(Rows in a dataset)
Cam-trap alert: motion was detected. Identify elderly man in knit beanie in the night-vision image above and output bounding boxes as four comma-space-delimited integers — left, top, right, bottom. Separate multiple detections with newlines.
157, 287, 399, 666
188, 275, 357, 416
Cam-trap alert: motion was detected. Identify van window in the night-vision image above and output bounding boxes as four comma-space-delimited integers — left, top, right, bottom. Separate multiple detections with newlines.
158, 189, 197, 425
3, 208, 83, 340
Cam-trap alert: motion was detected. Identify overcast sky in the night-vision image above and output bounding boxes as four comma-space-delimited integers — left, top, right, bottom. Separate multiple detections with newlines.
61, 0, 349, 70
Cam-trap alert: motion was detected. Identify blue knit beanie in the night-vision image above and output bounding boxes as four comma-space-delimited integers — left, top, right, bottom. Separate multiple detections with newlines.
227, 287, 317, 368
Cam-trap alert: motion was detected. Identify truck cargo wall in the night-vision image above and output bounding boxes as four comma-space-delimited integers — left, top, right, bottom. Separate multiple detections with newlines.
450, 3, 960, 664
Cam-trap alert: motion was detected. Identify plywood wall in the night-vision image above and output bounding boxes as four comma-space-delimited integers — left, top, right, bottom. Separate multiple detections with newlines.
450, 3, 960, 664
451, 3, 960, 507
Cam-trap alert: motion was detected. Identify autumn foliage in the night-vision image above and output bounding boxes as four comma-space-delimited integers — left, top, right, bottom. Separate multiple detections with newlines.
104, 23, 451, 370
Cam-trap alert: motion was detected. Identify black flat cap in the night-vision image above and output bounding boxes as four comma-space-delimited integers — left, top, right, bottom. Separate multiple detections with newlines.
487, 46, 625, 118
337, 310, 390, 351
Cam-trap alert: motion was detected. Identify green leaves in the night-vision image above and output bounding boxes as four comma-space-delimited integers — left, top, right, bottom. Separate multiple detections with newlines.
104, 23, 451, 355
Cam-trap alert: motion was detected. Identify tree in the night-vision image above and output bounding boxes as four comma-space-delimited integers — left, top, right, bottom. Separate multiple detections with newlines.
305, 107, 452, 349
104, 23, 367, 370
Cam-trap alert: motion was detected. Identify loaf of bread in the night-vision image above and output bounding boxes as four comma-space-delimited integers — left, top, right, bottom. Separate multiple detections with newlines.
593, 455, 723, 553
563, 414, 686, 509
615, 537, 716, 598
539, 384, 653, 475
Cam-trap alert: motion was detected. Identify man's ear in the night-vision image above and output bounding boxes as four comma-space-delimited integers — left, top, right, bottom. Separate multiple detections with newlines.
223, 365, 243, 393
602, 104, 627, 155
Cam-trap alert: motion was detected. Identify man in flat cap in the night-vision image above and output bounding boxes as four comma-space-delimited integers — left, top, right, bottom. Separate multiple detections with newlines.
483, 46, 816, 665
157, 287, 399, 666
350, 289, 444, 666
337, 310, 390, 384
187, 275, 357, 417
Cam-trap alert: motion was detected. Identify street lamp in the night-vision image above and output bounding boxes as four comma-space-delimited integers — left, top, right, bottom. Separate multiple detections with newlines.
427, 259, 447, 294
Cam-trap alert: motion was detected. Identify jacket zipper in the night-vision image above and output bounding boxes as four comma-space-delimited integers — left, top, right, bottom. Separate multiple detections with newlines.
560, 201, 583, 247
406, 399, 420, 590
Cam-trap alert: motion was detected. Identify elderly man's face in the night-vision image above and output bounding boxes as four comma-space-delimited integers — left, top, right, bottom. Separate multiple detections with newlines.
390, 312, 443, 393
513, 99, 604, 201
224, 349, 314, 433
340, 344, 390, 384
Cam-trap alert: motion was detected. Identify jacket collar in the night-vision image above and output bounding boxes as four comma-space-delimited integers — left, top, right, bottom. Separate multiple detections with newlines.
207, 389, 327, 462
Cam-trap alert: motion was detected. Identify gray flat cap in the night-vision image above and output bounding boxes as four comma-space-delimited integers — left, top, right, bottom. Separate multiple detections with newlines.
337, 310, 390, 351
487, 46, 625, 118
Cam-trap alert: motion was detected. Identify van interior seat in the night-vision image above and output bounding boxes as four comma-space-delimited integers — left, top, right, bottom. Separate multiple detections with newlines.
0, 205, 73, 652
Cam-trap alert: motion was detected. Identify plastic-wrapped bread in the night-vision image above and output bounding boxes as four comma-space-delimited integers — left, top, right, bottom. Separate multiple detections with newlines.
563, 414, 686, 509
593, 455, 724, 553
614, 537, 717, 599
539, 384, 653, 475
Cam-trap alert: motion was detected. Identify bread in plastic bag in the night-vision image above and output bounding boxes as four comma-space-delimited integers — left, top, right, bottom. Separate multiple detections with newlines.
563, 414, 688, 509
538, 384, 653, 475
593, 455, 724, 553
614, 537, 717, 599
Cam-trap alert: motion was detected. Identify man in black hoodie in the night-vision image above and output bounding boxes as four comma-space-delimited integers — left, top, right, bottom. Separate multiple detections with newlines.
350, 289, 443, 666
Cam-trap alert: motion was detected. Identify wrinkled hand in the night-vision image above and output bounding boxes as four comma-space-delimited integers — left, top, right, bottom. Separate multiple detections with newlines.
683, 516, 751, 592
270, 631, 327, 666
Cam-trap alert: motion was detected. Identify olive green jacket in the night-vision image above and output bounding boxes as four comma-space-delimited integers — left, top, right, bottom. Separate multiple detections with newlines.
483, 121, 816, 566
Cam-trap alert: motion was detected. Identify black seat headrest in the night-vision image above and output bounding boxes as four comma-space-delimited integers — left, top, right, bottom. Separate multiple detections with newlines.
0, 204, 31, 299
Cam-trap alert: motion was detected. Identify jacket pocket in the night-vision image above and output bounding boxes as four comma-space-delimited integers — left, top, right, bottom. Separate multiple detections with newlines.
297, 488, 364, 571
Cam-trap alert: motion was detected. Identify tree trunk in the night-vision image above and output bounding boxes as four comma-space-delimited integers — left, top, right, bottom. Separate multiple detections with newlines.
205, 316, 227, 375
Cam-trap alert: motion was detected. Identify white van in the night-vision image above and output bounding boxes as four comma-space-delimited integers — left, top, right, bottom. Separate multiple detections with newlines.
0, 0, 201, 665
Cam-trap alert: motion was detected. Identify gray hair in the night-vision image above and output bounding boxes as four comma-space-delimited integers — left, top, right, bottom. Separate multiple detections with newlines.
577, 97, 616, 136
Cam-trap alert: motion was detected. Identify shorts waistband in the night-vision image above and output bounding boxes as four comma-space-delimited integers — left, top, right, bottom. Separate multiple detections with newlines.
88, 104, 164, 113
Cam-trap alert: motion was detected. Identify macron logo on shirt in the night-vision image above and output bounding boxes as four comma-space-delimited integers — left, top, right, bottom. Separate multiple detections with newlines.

**THE TASK**
Arrange the rows as a JSON list of strings, one string per line with blank lines omitted. Begin at the line containing "Cam-trap alert: motion was detected. Identify plastic-wrapped" and stop after the line containing "483, 121, 816, 566".

**THE RESULT**
[
  "Cam-trap alert: motion was detected. Identify plastic-wrapped bread in the night-vision image above and output bounding boxes as four comma-space-delimited integers — left, top, right, bottom. Separate multiple detections with newlines.",
  "563, 414, 686, 509",
  "593, 455, 724, 553",
  "614, 537, 717, 599",
  "539, 384, 653, 475",
  "Cam-trap alert: motion was detected. Identify bread in plastic bag in the night-vision image above and output bounding boxes as four comma-space-delimited integers — left, top, right, bottom. Separate multiple detections with newlines.",
  "563, 414, 688, 509",
  "538, 384, 653, 475",
  "593, 455, 724, 553",
  "614, 537, 717, 599",
  "Cam-trap alert: motion was detected. Identify man in black hoodie in the night-vision image above and output bounding boxes as four comma-space-delimited integers — left, top, right, bottom. Separate multiple detections with newlines.",
  "350, 289, 443, 666",
  "Cam-trap alert: motion was detected. Identify wrinkled hand in the night-vision image above and output bounding boxes as four comma-space-delimited integers — left, top, right, bottom. Separate multiple detections with newlines.",
  "683, 516, 751, 592",
  "270, 631, 327, 666",
  "Cam-trap alert: motion was detected. Identify olive green jacket in the night-vision image above and output bounding boxes as four comma-space-delimited integers — left, top, right, bottom. Separate multiple detections with newlines.",
  "483, 121, 816, 566"
]